» **Excerpt**
At some point in the fall the friction forces on the water from its velocity etc overcome the surface tension and conspire to break the stream into droplets (Rayleigh instability). This introduces a potential quantization problem for you because instead of being a continuous stream, the water flow is now "in packets" and depending on how or where you measure the flow and how fast your measuring device is you may decide that anything between "no water" and "a lot of water" is flowing..

Suppose you have a sensor that measures the presence or absence of a water droplet and its size. In the space between droplets, no water is flowing. When a droplet is passing the sensor, some water is flowing. If water broke into droplets and there were 5 milliseconds between droplets (like there might be 2 seconds between the lead F1 car and the guy in second place) and then it took a droplet 2 milliseconds to pass your sensor, then your sensor is going to be detecting no water for 5 milliseconds and then detecting water for 2 ms.

» **Problem**
Reproduce the passage on a falling water stream breaking into droplets word for word, in full.

» **Data provided**
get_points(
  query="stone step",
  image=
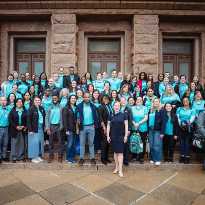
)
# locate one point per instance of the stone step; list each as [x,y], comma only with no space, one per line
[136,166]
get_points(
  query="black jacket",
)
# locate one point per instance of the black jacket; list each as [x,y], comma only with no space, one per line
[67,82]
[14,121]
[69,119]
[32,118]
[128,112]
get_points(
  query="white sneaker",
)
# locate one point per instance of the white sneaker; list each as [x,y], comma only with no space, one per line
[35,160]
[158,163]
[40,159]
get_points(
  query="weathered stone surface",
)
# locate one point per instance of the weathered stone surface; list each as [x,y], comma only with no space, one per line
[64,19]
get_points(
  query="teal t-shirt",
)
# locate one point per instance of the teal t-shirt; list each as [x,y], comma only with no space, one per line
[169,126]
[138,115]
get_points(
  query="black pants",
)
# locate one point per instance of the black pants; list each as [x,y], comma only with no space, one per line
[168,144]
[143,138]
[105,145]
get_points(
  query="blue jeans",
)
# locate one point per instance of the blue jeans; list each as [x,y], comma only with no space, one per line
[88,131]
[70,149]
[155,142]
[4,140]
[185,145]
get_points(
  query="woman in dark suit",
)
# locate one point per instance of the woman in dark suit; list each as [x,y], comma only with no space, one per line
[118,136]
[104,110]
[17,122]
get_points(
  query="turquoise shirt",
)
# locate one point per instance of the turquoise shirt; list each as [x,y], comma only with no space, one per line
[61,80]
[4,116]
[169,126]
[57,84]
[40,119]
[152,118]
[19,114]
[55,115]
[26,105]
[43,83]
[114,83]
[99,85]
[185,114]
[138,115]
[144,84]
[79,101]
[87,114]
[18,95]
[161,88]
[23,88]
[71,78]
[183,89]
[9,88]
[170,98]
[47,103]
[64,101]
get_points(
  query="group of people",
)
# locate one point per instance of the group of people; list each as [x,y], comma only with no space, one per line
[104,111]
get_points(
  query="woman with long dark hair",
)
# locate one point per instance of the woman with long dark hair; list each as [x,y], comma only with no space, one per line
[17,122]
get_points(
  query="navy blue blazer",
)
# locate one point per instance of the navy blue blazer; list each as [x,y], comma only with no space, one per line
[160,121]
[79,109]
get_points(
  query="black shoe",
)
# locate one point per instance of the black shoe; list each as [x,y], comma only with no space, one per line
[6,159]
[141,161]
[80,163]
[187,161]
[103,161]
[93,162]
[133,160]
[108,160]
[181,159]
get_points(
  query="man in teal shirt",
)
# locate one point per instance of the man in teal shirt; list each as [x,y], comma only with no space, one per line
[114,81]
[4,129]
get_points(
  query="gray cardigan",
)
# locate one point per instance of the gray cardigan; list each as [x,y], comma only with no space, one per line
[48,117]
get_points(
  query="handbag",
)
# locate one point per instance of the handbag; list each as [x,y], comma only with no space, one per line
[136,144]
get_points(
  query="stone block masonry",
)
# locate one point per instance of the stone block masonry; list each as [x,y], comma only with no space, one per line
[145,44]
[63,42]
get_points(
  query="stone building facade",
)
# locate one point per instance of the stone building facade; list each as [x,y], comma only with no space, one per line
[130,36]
* * *
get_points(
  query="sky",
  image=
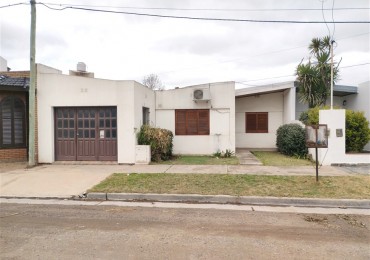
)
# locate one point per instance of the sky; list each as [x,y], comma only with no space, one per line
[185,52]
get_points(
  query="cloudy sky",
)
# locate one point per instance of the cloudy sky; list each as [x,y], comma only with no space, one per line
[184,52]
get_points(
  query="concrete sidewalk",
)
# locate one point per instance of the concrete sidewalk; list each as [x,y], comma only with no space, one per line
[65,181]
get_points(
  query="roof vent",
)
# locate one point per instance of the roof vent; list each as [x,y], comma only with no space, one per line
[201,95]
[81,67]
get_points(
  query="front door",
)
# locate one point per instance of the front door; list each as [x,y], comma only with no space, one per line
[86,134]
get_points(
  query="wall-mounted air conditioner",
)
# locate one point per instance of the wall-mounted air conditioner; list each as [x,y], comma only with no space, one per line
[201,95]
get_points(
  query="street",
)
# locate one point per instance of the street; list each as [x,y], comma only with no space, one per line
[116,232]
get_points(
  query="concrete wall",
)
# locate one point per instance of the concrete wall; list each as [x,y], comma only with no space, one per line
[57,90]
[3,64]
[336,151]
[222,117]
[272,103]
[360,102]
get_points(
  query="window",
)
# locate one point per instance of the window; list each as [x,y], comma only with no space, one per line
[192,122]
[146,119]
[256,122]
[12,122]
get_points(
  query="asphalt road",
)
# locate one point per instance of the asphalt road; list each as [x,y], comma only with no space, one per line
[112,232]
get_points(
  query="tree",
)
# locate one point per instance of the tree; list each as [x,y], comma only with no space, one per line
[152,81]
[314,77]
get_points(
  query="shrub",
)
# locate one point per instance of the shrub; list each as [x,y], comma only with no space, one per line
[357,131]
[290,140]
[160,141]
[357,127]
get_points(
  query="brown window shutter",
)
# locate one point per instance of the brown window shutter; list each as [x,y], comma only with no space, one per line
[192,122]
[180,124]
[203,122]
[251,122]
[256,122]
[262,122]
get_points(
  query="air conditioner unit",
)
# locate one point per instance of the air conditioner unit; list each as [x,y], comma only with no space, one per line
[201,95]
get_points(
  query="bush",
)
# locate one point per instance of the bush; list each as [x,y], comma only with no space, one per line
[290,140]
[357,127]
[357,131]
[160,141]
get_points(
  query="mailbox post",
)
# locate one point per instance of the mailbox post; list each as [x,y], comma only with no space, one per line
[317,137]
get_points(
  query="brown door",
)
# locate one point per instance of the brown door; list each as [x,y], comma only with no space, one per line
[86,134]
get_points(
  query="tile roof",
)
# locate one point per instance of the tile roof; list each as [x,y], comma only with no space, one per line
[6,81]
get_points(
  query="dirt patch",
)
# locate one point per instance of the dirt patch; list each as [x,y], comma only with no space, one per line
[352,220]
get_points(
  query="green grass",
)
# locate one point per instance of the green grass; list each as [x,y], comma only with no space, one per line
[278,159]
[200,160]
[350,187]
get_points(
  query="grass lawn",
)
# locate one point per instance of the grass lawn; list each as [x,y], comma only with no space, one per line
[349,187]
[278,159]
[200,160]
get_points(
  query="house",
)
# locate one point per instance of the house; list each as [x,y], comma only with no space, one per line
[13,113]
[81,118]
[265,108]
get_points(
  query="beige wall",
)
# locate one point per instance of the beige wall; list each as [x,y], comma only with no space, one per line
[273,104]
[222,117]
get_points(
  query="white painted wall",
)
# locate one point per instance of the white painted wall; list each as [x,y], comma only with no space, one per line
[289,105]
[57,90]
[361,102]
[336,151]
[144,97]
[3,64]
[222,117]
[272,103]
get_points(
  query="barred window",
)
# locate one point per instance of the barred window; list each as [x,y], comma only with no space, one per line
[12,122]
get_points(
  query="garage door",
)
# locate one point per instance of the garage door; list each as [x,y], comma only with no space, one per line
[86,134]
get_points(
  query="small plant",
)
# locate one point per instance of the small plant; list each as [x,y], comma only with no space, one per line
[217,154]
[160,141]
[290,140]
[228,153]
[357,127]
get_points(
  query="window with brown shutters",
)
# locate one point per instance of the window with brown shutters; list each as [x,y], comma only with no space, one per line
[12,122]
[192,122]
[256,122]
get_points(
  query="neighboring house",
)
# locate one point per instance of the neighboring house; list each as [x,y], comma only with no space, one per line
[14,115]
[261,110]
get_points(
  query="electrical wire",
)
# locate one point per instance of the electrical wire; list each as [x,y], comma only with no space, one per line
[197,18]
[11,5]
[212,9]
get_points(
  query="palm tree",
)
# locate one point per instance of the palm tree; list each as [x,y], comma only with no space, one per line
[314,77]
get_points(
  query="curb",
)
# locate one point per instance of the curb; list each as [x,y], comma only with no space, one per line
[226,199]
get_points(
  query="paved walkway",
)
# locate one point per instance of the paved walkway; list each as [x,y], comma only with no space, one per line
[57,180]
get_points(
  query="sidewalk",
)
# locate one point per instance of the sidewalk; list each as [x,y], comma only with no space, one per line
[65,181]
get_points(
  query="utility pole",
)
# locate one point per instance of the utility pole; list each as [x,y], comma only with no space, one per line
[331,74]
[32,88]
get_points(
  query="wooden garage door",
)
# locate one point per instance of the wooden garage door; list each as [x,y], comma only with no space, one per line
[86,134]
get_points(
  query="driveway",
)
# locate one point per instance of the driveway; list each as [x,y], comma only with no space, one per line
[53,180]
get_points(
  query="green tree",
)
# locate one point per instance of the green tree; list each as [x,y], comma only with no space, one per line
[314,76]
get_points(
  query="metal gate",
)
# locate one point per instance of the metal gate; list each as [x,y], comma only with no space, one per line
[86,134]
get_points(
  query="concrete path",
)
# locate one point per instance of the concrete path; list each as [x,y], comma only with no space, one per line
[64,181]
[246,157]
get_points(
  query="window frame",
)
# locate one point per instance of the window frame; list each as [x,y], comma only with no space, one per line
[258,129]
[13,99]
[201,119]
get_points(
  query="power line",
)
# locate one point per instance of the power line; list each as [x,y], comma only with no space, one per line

» **Solution to this exercise**
At some point in the fall the friction forces on the water from its velocity etc overcome the surface tension and conspire to break the stream into droplets (Rayleigh instability). This introduces a potential quantization problem for you because instead of being a continuous stream, the water flow is now "in packets" and depending on how or where you measure the flow and how fast your measuring device is you may decide that anything between "no water" and "a lot of water" is flowing..

Suppose you have a sensor that measures the presence or absence of a water droplet and its size. In the space between droplets, no water is flowing. When a droplet is passing the sensor, some water is flowing. If water broke into droplets and there were 5 milliseconds between droplets (like there might be 2 seconds between the lead F1 car and the guy in second place) and then it took a droplet 2 milliseconds to pass your sensor, then your sensor is going to be detecting no water for 5 milliseconds and then detecting water for 2 ms.